** START **

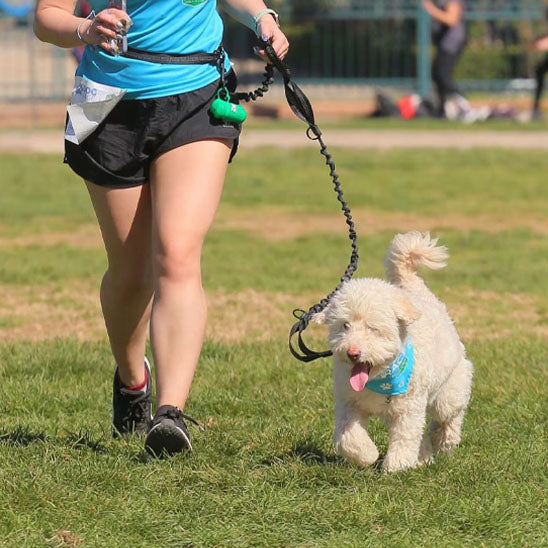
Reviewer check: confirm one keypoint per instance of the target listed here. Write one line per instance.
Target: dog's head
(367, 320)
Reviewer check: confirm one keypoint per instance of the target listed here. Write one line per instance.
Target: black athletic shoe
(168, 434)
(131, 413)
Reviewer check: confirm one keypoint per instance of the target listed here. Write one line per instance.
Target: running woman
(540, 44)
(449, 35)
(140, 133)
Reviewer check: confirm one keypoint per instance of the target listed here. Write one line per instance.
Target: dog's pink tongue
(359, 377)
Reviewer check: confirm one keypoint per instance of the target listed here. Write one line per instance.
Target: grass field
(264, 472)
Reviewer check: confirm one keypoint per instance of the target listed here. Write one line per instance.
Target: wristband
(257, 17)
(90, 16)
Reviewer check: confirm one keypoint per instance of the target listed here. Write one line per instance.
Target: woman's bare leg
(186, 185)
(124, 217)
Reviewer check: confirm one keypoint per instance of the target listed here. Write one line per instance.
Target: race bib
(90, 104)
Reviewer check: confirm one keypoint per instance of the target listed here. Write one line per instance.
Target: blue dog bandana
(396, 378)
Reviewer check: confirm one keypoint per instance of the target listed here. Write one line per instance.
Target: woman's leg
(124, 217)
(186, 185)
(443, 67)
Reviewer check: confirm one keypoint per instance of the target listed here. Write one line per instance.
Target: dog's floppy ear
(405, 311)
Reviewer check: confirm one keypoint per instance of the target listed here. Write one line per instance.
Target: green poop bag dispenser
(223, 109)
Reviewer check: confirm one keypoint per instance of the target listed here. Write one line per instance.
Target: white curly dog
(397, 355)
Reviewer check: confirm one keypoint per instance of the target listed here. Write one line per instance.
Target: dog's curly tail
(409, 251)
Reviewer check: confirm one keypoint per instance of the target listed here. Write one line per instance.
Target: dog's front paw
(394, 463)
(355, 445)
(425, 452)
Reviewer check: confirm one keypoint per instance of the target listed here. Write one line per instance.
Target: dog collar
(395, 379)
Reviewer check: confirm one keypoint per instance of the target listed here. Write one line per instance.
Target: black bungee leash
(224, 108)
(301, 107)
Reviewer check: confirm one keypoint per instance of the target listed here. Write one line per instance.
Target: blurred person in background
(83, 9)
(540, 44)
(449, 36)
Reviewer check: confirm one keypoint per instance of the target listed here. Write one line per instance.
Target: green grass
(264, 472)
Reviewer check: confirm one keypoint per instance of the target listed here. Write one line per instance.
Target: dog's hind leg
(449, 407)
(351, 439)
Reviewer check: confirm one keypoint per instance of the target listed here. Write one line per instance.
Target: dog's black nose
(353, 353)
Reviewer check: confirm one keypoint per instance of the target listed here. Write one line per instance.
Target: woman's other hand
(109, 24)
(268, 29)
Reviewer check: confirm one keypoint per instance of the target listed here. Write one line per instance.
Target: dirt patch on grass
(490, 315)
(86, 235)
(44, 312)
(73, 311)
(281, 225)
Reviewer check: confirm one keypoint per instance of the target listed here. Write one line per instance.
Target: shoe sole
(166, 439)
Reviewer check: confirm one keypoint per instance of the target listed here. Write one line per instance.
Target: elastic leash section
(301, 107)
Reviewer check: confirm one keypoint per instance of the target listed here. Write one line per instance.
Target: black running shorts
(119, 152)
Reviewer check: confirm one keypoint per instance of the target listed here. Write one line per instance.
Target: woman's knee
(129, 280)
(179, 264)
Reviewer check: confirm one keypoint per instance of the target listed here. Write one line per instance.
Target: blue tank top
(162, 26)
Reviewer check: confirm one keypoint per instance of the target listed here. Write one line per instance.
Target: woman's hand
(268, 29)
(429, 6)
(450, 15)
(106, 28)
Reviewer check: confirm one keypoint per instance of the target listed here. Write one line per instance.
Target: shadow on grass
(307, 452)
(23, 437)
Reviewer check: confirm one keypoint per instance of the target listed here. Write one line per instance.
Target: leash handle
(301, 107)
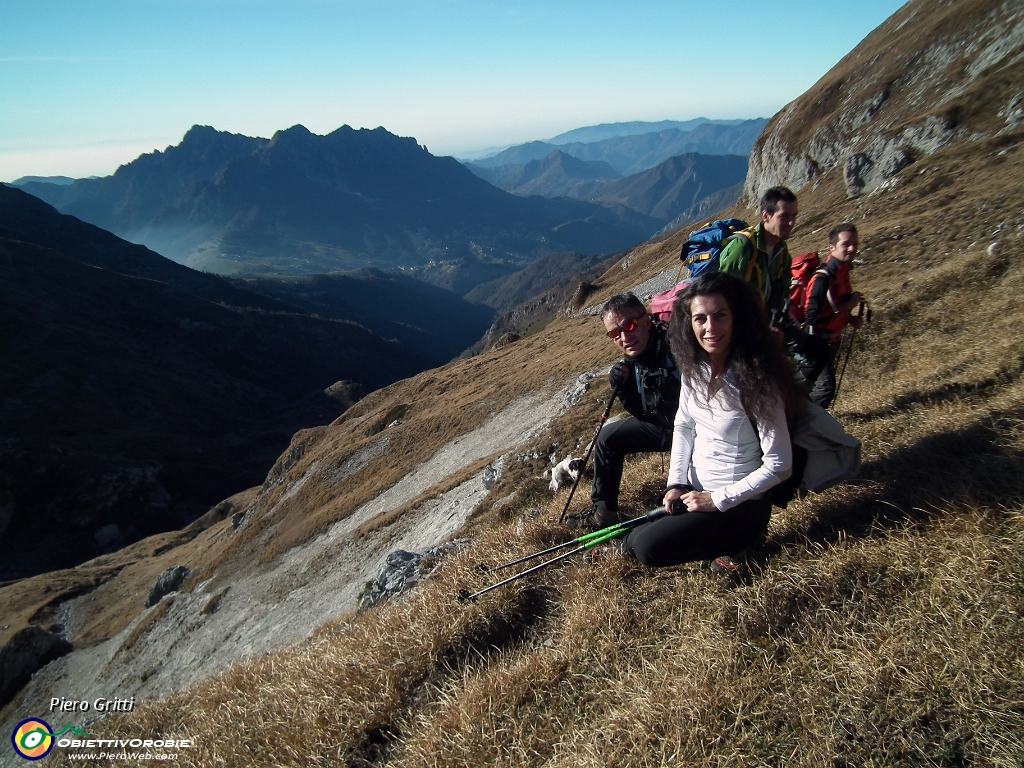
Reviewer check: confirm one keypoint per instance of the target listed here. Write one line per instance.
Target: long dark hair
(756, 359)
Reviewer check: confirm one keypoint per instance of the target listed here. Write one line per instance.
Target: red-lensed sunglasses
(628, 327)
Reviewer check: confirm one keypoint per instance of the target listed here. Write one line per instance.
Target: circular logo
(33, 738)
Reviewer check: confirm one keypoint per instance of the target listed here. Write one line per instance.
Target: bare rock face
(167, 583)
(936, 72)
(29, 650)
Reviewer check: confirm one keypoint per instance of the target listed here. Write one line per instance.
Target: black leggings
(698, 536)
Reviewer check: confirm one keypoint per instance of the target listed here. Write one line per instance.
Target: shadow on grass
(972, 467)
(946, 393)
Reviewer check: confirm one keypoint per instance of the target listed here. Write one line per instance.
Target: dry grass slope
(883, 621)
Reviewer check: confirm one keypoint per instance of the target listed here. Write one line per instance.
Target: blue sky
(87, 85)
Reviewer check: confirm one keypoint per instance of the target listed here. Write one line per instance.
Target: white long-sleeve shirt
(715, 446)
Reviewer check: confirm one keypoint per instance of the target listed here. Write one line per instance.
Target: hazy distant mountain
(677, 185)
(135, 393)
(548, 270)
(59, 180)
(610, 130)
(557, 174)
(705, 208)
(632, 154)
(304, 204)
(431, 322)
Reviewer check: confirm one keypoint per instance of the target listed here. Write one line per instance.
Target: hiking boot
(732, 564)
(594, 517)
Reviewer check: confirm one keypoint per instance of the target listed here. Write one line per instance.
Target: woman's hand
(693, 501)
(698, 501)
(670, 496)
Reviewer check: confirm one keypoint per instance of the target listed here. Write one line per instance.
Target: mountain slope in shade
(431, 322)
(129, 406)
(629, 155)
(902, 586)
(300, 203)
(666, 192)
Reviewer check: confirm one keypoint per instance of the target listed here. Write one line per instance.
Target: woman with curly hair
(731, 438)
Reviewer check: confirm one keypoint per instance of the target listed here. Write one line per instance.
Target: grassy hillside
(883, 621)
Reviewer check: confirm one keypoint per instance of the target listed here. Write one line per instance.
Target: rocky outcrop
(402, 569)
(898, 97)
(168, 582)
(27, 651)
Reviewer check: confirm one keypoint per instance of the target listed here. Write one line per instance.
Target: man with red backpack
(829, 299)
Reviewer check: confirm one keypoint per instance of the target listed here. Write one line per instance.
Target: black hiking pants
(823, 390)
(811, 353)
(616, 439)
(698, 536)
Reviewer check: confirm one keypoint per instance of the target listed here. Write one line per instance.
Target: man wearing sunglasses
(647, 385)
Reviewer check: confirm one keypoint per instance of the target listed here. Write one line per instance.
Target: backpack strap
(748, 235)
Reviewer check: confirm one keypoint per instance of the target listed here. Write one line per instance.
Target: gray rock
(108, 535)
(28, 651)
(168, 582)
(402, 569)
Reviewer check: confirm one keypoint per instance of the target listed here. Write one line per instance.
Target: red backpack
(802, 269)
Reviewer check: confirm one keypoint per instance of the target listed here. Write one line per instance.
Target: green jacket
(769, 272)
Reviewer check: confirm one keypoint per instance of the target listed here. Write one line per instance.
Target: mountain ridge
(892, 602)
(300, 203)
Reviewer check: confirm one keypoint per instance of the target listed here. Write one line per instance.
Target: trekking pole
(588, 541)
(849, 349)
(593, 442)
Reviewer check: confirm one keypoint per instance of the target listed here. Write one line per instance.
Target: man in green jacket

** END **

> [Short task]: Identify every line in the entries above that contains the string "backpack", and copy each of those lines in full.

> [Full answer]:
Target: man with red backpack
Target: backpack strap
Target: red backpack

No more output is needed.